Exercise objective = Reproduce the entries below, please. Keep every character the same.

(Material for the task begins)

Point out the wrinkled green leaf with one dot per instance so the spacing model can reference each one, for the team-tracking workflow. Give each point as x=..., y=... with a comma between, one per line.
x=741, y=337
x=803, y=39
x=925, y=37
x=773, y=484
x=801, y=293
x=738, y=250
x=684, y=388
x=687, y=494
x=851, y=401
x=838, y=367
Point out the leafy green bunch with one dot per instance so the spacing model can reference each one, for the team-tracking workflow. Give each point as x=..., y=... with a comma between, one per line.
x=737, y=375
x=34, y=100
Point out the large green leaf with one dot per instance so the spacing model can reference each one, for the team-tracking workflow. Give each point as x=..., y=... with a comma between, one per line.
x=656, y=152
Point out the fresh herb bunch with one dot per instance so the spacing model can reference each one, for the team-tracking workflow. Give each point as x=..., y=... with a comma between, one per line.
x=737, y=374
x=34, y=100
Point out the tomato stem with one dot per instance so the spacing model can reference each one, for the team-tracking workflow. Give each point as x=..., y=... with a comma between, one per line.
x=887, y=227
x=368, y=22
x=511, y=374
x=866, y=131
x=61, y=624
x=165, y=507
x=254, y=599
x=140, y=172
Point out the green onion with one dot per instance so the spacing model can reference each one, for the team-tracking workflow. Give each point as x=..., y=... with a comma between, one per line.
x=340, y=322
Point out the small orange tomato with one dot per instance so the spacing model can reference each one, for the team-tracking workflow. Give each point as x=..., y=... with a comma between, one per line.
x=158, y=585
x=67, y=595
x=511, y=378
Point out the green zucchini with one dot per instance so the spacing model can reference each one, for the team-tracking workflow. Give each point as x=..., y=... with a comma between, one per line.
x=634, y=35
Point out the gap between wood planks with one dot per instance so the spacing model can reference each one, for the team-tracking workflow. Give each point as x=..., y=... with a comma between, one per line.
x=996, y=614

(Material for the task ends)

The completed task =
Point out the wrinkled green leaf with one dot per instance so the spacing model can reference each one, for the team-tracking workflow. Give each point as x=..., y=... with a comma between, one per line.
x=741, y=337
x=803, y=39
x=925, y=37
x=773, y=484
x=801, y=293
x=738, y=250
x=684, y=388
x=687, y=494
x=851, y=401
x=838, y=367
Point out the leafy green bunch with one dot per instance so the spacing model can reference each one, for the team-tracking workflow. Give each point as x=..., y=... with a comma between, one per line.
x=737, y=375
x=34, y=100
Point out the large green leaf with one dot per instance so the spacing model can reference each one, for the team-tracking workflow. Give each point as x=..., y=... with a comma between, one per line.
x=656, y=152
Point out the fresh herb bunch with one dot per instance so the spacing model can reference each one, for the team-tracking workflow. Give each point as x=..., y=... with a comma between, one per line.
x=737, y=374
x=34, y=100
Point out the tomato stem with one dot per instance so the spacing model can reference each one, for the team-tracking workflow. Give each point as x=..., y=... with a comma between, one per line.
x=887, y=227
x=368, y=22
x=511, y=374
x=866, y=131
x=61, y=624
x=165, y=507
x=254, y=599
x=140, y=172
Point out the green onion with one dot per instance so the spacing model can reference each one, for the team-tracking workflow. Give each point as x=..., y=... with a comma between, one per line.
x=340, y=322
Point out the small orange tomato with one dot per instance so the spacing model can reference each one, for the team-tracking workflow. Give each point as x=..., y=... with a comma between, one per line.
x=158, y=585
x=67, y=595
x=511, y=378
Point out the green zucchini with one dot per instance so the spacing model can reference each one, for the team-tracking workflow. Give each point as x=..., y=... with a comma between, one per line.
x=634, y=35
Point out the gap between wood planks with one dot per instance so the spacing model can reference each one, for the team-tracking workflow. Give each point as x=..., y=... with a comma between, one per line.
x=996, y=614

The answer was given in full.